# TASK GOAL:
From the records below, output exactly the lines running from the line containing "Target: pecan half" through the line containing "the pecan piece", and no others.

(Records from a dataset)
────
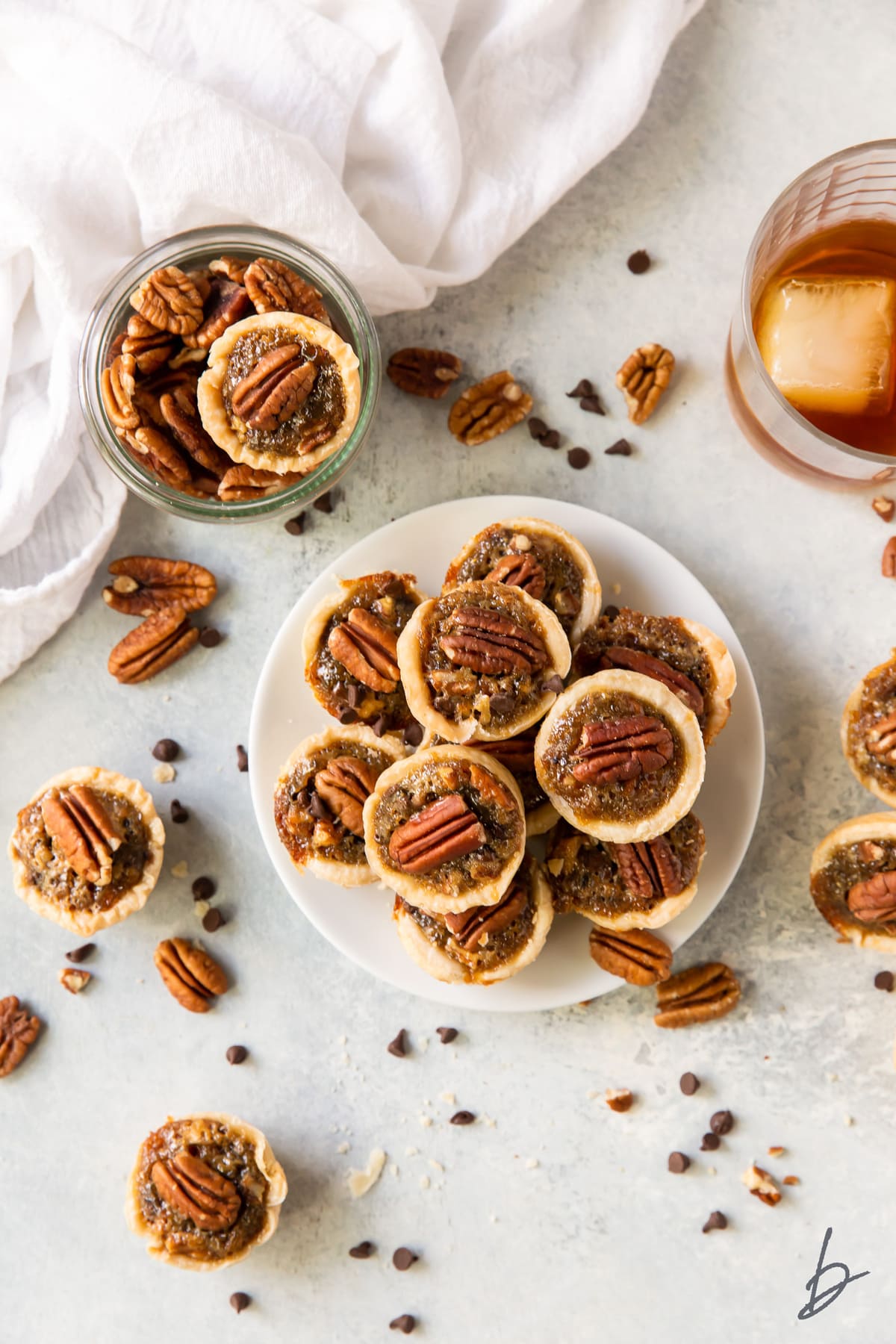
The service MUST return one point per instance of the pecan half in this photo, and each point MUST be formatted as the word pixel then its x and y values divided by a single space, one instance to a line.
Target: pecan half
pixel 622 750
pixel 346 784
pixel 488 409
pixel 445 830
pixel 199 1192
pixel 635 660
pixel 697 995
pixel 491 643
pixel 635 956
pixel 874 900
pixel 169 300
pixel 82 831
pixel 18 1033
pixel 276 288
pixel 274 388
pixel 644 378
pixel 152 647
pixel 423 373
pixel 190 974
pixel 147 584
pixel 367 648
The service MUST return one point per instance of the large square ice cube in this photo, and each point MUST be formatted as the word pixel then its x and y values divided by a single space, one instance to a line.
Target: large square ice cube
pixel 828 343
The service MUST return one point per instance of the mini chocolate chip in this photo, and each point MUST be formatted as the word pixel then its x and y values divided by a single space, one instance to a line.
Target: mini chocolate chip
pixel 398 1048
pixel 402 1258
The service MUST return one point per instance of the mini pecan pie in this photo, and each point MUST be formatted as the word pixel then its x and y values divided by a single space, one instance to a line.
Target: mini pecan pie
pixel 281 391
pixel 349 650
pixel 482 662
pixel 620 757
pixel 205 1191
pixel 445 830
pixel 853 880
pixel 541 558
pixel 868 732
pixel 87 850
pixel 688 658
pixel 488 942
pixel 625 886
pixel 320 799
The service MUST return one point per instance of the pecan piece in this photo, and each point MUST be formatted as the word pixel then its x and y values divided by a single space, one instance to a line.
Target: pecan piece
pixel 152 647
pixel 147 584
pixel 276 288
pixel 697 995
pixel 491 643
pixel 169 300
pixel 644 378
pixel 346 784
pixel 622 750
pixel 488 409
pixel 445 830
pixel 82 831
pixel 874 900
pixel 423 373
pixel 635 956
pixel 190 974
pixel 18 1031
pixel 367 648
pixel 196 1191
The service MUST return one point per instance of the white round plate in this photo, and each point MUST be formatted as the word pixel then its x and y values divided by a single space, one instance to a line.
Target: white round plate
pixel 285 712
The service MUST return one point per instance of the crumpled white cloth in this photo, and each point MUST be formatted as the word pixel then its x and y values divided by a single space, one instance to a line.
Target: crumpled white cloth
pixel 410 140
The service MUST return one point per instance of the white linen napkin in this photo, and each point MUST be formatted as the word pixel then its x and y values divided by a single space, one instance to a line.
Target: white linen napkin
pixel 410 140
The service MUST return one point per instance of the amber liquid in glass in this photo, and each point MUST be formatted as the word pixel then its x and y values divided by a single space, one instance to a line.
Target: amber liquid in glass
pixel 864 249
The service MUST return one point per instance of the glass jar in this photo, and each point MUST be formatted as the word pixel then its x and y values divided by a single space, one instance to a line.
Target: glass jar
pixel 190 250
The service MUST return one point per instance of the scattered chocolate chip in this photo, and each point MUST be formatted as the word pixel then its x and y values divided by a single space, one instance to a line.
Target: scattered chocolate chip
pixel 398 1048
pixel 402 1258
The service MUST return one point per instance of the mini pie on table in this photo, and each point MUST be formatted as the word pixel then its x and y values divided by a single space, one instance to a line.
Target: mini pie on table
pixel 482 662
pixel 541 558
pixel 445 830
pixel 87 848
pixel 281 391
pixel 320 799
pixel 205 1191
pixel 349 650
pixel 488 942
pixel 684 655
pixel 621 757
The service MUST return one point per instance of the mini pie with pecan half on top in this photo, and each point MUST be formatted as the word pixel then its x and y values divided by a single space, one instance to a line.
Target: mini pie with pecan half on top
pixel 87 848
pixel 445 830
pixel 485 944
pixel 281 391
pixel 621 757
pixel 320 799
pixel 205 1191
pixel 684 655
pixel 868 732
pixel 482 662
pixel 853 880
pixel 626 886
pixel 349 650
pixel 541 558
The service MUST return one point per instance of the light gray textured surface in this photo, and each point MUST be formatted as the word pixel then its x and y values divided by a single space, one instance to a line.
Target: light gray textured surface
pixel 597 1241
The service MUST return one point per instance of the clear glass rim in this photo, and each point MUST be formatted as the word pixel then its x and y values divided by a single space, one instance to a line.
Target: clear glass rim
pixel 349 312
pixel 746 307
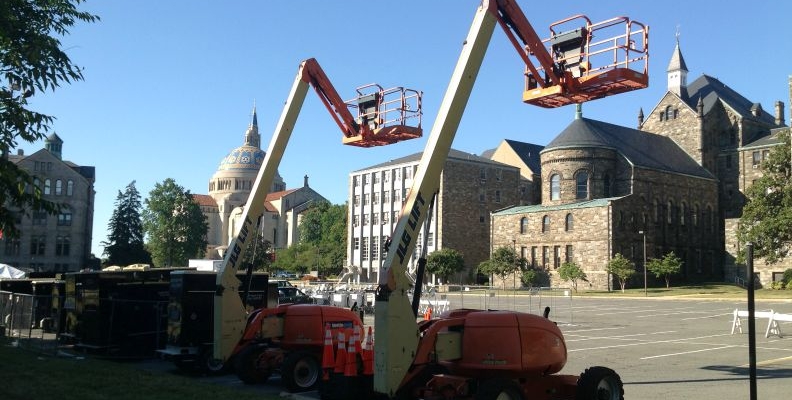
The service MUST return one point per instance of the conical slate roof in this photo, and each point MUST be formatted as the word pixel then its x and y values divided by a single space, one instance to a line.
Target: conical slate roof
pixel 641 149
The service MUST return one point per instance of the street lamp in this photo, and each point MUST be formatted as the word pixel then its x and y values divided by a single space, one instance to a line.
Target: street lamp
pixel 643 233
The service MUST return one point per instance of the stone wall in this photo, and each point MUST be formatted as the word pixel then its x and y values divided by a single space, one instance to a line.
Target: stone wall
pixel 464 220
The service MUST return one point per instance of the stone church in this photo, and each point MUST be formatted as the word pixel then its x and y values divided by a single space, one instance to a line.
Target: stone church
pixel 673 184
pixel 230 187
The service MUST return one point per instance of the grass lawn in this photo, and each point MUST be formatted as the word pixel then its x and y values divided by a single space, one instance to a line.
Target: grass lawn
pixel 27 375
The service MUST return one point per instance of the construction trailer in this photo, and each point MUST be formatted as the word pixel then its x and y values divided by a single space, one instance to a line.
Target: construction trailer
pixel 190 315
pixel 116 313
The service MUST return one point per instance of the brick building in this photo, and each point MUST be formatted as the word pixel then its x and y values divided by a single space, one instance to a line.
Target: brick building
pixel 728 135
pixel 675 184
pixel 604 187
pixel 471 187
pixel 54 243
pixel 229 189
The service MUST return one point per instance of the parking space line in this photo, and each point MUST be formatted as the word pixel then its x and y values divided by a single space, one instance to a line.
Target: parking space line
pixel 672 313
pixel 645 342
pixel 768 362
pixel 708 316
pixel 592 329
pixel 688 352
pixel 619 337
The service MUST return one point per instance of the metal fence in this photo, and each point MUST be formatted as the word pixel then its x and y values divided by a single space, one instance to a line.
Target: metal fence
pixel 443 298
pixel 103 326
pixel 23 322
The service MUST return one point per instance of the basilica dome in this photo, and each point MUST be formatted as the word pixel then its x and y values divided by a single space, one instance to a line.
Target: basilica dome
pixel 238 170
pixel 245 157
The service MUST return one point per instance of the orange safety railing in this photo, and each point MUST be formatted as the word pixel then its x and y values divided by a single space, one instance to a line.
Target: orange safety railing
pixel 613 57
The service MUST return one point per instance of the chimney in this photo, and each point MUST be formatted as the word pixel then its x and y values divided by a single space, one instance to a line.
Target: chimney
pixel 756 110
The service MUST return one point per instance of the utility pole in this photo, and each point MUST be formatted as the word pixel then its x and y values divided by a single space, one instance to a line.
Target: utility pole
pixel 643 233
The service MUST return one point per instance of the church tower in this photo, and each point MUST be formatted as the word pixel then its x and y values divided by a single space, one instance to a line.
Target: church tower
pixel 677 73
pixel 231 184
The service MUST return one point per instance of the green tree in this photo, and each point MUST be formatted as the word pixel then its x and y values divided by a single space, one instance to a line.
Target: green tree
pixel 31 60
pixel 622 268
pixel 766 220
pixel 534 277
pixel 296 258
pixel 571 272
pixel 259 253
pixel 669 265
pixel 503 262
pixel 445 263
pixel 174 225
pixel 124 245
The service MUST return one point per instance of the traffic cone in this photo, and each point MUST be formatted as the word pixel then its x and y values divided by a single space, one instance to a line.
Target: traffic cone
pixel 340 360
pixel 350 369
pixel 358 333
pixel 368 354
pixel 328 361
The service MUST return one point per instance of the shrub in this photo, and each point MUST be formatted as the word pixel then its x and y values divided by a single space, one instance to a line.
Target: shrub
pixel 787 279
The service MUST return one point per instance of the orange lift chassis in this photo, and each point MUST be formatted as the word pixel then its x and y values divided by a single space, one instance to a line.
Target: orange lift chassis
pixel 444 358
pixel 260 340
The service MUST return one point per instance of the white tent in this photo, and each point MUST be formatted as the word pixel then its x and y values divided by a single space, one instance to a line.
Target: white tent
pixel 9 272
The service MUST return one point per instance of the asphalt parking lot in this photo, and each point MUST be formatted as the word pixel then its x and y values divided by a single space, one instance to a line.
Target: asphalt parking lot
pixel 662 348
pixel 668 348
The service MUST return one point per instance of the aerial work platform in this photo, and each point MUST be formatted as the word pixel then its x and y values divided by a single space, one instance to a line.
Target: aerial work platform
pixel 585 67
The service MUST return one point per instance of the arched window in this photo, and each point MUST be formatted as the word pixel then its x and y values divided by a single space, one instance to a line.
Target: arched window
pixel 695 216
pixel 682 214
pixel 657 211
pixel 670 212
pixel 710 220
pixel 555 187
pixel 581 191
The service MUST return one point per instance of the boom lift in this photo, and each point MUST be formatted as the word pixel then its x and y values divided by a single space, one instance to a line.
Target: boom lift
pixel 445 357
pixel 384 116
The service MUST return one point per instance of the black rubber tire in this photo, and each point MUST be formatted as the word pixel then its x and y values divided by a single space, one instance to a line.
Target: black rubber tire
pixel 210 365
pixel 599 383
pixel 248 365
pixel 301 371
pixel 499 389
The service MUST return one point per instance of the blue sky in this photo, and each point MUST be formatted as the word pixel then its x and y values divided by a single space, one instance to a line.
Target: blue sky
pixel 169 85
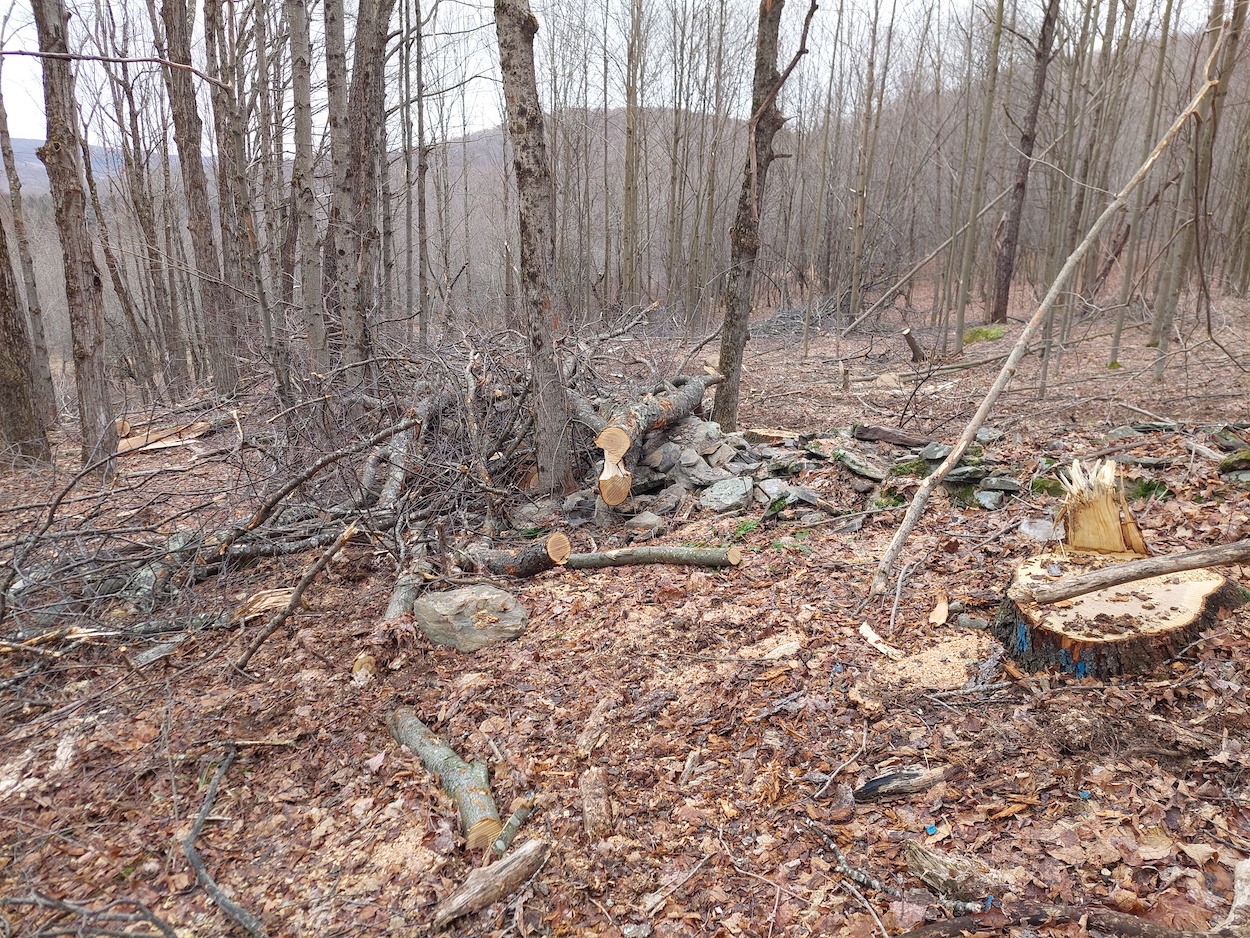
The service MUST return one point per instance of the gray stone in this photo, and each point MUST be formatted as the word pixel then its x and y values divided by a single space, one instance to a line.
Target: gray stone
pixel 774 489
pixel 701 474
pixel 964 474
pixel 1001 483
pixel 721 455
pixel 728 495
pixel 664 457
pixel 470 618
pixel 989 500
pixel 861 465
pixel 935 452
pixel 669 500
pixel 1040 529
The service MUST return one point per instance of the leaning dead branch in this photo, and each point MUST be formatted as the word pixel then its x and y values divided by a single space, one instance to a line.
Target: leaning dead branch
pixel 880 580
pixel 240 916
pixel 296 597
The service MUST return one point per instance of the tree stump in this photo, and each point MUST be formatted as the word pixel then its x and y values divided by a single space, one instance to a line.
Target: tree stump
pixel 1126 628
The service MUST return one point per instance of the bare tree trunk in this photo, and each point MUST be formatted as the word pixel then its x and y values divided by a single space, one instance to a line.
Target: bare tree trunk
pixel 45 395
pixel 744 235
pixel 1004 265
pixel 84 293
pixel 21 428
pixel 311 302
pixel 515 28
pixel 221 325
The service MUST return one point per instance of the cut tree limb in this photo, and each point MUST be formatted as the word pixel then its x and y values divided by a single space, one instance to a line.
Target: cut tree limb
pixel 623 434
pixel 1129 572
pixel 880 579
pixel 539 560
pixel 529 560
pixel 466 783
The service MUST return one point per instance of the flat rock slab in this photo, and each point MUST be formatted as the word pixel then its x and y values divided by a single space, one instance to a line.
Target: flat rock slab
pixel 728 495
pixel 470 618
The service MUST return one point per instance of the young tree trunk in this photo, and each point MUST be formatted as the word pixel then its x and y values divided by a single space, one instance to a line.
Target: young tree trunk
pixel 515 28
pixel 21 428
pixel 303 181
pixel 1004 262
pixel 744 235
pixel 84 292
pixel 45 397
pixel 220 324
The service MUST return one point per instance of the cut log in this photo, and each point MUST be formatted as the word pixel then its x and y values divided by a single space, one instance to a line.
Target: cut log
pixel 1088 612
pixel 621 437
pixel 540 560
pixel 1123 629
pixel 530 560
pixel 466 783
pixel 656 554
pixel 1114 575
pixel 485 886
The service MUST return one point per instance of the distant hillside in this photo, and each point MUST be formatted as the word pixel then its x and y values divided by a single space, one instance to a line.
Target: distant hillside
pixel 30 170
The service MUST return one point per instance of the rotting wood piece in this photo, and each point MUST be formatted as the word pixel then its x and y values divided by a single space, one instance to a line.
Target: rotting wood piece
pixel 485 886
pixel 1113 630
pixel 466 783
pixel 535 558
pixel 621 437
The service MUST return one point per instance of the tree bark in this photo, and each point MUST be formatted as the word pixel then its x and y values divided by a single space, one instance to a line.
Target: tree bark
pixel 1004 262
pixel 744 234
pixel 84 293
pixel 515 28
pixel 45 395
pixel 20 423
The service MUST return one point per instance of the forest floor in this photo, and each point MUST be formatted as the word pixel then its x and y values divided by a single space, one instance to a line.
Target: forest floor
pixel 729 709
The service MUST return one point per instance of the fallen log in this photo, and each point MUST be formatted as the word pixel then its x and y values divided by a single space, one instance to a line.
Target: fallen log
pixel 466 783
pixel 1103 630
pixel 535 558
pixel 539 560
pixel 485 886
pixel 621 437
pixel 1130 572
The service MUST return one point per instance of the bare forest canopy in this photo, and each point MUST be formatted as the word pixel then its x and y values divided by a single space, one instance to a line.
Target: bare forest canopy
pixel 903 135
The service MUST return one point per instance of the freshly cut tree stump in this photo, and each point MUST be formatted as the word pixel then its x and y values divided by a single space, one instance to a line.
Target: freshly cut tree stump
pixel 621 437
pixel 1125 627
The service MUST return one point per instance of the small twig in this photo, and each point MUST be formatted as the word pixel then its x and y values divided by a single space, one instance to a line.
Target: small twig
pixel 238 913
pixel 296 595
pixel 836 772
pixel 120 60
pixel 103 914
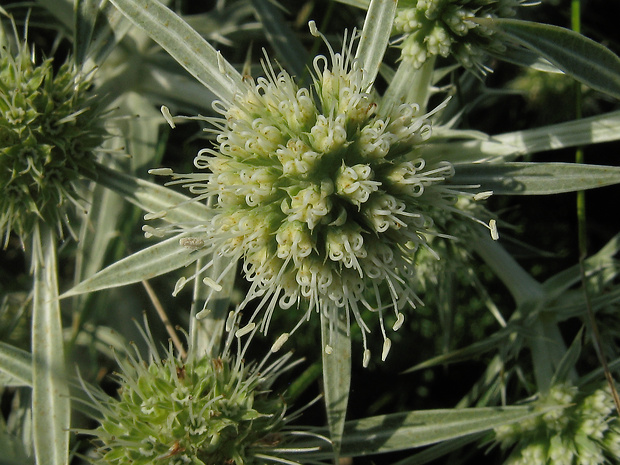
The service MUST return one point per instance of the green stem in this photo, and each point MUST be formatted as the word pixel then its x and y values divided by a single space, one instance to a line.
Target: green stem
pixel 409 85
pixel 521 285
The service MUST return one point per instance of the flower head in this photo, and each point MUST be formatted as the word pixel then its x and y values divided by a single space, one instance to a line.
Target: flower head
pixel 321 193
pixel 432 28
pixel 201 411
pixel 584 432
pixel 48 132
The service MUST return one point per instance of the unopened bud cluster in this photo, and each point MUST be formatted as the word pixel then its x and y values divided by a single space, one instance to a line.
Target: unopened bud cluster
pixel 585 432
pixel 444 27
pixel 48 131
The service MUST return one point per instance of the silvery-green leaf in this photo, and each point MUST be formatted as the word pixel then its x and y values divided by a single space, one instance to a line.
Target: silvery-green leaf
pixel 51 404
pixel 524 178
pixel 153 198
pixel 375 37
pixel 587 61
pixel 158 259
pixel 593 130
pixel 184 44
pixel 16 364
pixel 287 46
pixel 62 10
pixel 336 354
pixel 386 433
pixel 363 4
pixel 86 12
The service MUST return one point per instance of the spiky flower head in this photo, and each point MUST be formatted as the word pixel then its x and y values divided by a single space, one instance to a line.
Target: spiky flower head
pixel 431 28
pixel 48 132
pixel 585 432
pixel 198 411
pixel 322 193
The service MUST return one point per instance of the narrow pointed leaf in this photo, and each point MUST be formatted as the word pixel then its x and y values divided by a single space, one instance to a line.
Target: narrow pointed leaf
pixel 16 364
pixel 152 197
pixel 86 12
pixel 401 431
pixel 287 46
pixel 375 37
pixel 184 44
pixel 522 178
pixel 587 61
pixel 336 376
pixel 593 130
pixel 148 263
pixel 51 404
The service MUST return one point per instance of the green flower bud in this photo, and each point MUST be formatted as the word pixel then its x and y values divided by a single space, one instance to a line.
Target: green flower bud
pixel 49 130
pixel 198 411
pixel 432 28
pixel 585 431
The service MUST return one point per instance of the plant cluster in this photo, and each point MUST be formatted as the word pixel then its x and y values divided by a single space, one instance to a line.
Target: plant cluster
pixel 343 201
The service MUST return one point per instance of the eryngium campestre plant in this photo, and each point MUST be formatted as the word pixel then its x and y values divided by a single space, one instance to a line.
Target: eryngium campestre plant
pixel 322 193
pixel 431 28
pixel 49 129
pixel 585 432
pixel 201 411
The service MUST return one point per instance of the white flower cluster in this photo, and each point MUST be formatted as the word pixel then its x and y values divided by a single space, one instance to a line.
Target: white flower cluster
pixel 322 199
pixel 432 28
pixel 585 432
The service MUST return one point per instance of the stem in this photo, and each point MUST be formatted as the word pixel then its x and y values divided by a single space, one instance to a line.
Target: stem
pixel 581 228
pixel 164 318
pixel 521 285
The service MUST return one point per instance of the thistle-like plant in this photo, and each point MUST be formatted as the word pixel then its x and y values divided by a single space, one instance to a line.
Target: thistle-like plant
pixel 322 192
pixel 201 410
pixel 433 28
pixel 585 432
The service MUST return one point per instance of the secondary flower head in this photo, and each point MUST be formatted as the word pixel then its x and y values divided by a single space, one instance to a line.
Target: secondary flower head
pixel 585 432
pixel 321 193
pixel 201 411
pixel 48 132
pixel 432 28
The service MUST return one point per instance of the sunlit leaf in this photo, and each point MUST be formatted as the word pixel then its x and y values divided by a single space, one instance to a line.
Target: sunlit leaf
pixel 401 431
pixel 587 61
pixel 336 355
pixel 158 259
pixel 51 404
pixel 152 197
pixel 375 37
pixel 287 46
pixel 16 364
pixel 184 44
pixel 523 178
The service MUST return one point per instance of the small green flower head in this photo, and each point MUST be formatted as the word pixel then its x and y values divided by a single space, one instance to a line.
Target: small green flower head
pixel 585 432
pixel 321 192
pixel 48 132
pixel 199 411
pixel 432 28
────
# EXERCISE ANSWER:
Target: pecan half
pixel 622 750
pixel 346 784
pixel 488 409
pixel 445 830
pixel 199 1192
pixel 635 660
pixel 697 995
pixel 491 643
pixel 635 956
pixel 874 900
pixel 169 300
pixel 82 831
pixel 18 1033
pixel 276 288
pixel 274 388
pixel 644 378
pixel 152 647
pixel 423 373
pixel 190 974
pixel 147 584
pixel 367 648
The service MUST return one point per instance of the large square ice cube in this photo, and each point MUST be formatted as the word pixel then its x and y values divided by a single space, one instance to a line.
Target: large square ice cube
pixel 828 343
The service MUST return one point per instance of the mini chocolate chip in this photo, and each point MUST be formatted as the word pixel then its x and y values divided by a single space, one instance to a line.
Target: mini chocolate chip
pixel 398 1048
pixel 402 1258
The service MUST return one point per instance of the mini pecan pie in this photo, and each point MUST be formatted as the word pixel then its x and y values divided by a single space, one instance to a line.
Target: mini pecan pie
pixel 281 391
pixel 349 650
pixel 482 662
pixel 620 757
pixel 205 1191
pixel 445 830
pixel 853 880
pixel 541 558
pixel 868 732
pixel 87 850
pixel 688 658
pixel 488 942
pixel 625 886
pixel 320 799
The service MUST return one point per instance of the pecan piece in this photo, and each point MUST be formatted as the word pixel then its x and y values divided by a single space, one instance to a line.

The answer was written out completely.